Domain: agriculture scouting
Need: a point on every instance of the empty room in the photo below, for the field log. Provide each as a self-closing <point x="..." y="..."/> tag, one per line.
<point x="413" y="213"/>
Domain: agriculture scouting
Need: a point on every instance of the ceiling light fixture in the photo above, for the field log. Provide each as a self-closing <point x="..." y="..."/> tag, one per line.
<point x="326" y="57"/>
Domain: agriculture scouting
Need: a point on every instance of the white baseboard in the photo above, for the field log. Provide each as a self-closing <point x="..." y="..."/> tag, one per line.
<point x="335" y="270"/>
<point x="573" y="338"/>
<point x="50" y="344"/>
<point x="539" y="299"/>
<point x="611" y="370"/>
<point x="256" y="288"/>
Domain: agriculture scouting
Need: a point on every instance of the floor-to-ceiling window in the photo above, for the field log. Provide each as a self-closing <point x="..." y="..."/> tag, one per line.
* * *
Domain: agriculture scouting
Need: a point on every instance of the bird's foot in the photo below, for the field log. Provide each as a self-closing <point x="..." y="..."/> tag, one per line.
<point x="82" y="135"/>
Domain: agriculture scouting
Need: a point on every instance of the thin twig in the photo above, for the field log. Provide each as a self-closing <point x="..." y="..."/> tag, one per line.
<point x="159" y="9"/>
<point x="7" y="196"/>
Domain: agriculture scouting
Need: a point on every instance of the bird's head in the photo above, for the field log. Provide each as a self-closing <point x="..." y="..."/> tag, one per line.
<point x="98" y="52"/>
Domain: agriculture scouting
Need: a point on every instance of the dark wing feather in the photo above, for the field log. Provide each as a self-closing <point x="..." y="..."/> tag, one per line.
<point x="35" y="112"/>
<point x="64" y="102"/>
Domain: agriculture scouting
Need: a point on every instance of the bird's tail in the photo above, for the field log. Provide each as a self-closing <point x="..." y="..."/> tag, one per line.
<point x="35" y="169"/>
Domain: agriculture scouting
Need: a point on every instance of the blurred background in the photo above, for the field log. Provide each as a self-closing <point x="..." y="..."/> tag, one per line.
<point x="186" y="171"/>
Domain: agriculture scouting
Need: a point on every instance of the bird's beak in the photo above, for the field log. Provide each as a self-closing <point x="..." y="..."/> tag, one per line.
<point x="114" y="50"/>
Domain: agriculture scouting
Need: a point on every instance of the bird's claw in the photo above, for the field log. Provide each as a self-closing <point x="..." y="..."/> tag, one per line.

◆ Your instructions
Pull out each line of the records above that contains the string "instance". Letter case matters.

◆ Solution to the exercise
Need: a point on every instance of the empty room in the photo below, for the field log. Provide each as a self-closing <point x="..." y="..."/> tag, one per line.
Need: a point on every instance of the ceiling light fixture in the photo above, for the field log. Provide each as a self-closing <point x="..." y="..."/> tag, one per line.
Need: a point on every instance of the white baseboard in the photo above, for the field log. Provide each as a self-closing <point x="..." y="..."/> tag, one per line.
Need: a point on every instance of the floor-to-ceiling window in the photo above, for the field log. Provide each as a self-closing <point x="..." y="..."/> tag, one per line.
Need: a point on every instance of the bird's foot in the photo below, for the field log. Provide each as a self-closing <point x="..." y="..."/> tag, one per line.
Need: a point on every instance of the thin twig in the photo above, for the field log. Provide each as a self-closing <point x="..." y="..."/> tag, one per line.
Need: a point on every instance of the bird's head in the photo above, for the field log. Provide each as a self-closing <point x="..." y="..."/> tag, one per line.
Need: a point on every instance of the dark wing feather in the photo above, for the field log. Provide each as a self-closing <point x="..." y="..."/> tag, one per line.
Need: a point on every instance of the bird's tail in the photo above, for the field log. Provide each as a self-closing <point x="..." y="..."/> tag, one per line.
Need: a point on every instance of the blurred background in the photo above, for the field log. Provide each as a self-closing <point x="..." y="..."/> tag, one per line.
Need: a point on every instance of the bird's beak in the photo above, for the field log. Provide each as a self-closing <point x="..." y="..."/> tag, one per line.
Need: a point on every instance of the bird's claw in the photo above, for the field log. Provide each as a self-closing <point x="..." y="..."/> tag, one per line.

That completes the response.